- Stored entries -
--------------------
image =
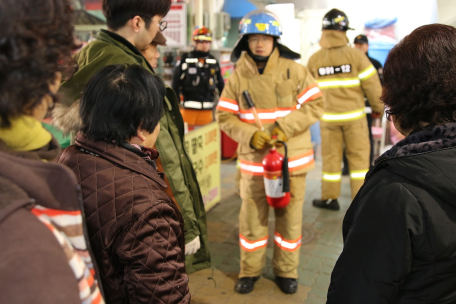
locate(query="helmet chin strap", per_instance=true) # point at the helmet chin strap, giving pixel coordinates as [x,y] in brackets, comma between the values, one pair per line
[258,58]
[200,54]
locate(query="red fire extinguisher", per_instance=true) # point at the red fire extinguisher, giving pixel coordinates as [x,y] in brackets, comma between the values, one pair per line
[276,178]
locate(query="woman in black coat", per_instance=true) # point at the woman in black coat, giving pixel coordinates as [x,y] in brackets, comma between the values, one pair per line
[400,231]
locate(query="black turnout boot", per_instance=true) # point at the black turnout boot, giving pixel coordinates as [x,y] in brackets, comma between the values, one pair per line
[331,204]
[245,285]
[287,285]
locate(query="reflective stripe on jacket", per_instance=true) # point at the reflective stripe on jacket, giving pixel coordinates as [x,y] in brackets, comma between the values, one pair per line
[285,95]
[346,77]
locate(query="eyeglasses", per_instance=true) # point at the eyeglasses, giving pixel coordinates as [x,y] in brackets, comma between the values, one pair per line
[162,25]
[264,40]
--------------------
- WHAT TO WORK ON -
Copy the items word for word, from the line that contains "the eyeglasses, giving" through the end of the items.

- TASK RESPONSE -
locate(query="eyeglasses", per_instance=true) # point at the eyeglasses, giving pixel coordinates as [x,y] in brackets, comma between the values, one pair per line
[162,25]
[264,40]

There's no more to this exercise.